TASK DESCRIPTION —
Give every entry again, word for word and in full.

[Stored items from a collection]
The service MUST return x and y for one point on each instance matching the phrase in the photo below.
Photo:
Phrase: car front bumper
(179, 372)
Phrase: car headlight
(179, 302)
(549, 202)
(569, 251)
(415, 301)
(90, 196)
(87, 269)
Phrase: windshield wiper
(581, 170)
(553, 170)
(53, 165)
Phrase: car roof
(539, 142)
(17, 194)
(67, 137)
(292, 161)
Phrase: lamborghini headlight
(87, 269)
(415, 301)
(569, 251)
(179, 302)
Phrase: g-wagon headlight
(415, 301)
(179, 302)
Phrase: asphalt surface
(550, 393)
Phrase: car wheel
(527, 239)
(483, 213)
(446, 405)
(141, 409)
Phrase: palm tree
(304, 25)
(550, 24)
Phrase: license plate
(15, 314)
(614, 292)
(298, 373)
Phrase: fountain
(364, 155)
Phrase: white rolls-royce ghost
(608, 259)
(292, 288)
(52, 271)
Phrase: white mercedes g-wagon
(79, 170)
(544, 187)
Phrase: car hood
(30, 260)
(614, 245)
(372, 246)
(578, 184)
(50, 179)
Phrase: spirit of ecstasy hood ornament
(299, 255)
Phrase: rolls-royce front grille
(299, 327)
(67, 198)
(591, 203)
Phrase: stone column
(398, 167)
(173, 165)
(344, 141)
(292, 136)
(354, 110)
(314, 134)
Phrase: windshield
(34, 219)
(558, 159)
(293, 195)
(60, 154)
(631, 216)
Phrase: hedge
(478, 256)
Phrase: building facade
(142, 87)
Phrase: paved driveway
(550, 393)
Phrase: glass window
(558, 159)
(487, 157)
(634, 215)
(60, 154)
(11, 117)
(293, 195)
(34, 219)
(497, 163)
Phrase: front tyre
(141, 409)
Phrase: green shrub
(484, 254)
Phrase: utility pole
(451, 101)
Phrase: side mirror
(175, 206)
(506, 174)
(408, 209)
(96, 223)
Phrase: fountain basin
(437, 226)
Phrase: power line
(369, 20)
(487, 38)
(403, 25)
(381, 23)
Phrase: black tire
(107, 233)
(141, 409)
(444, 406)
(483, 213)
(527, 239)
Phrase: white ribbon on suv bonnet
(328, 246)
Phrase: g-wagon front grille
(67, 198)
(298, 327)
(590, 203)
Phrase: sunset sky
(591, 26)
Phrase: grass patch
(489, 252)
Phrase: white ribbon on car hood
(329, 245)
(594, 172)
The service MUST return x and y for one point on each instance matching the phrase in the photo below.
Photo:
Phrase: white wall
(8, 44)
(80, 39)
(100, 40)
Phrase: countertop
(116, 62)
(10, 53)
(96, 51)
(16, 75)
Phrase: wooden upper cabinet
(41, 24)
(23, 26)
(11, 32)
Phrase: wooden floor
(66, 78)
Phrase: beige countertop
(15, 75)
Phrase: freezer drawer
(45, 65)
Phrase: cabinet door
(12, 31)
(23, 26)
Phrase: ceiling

EXPECTED ANSWER —
The service MUST return x and y for one point on each instance matching the phrase in the photo below.
Photo:
Phrase: car front bumper
(179, 372)
Phrase: car headlight
(179, 302)
(549, 202)
(569, 251)
(415, 301)
(90, 196)
(87, 269)
Phrase: windshield wiper
(581, 170)
(553, 170)
(53, 165)
Phrase: car roof
(539, 142)
(17, 194)
(67, 137)
(292, 161)
Phrase: lamborghini headlight
(87, 269)
(415, 301)
(569, 251)
(179, 302)
Phrase: g-wagon headlight
(415, 301)
(179, 302)
Phrase: asphalt surface
(550, 393)
Phrase: car wheel
(527, 239)
(483, 213)
(446, 405)
(141, 409)
Phrase: palm tree
(304, 25)
(550, 24)
Phrase: license plate
(15, 314)
(614, 292)
(298, 373)
Phrase: fountain
(364, 155)
Phrase: white rolls-royce ghost
(608, 259)
(292, 288)
(52, 271)
Phrase: white mercedes g-wagon
(79, 170)
(544, 187)
Phrase: car hood
(30, 260)
(614, 245)
(372, 246)
(578, 184)
(50, 179)
Phrase: spirit of ecstasy hood ornament
(299, 255)
Phrase: rolls-royce front grille
(299, 327)
(67, 198)
(591, 203)
Phrase: stone column
(398, 167)
(173, 165)
(344, 141)
(292, 136)
(354, 110)
(314, 134)
Phrase: windshield
(34, 219)
(558, 159)
(293, 195)
(60, 154)
(631, 216)
Phrase: hedge
(478, 256)
Phrase: building facade
(142, 87)
Phrase: paved driveway
(550, 393)
Phrase: glass window
(558, 159)
(487, 157)
(634, 215)
(60, 154)
(11, 117)
(293, 195)
(34, 219)
(497, 163)
Phrase: front tyre
(141, 409)
Phrase: green shrub
(484, 254)
Phrase: utility pole
(451, 101)
Phrase: side mirror
(175, 206)
(506, 174)
(408, 209)
(96, 223)
Phrase: fountain basin
(437, 226)
Phrase: power line
(369, 20)
(487, 38)
(403, 25)
(381, 23)
Phrase: black tire
(107, 233)
(141, 409)
(444, 406)
(483, 213)
(527, 239)
Phrase: white ribbon on suv bonnet
(328, 246)
Phrase: g-wagon front grille
(67, 198)
(298, 327)
(590, 203)
Phrase: sunset sky
(591, 26)
Phrase: grass patch
(489, 252)
Phrase: white ribbon on car hood
(329, 245)
(594, 172)
The service MUST return x and y for one point on each instance matching the phrase in the photo below.
Photo:
Phrase: white wall
(8, 44)
(80, 39)
(100, 40)
Phrase: countertop
(116, 62)
(10, 53)
(96, 51)
(16, 75)
Phrase: wooden upper cabinet
(41, 24)
(23, 26)
(11, 32)
Phrase: wooden floor
(66, 78)
Phrase: beige countertop
(15, 75)
Phrase: freezer drawer
(45, 65)
Phrase: cabinet door
(12, 31)
(23, 26)
Phrase: ceiling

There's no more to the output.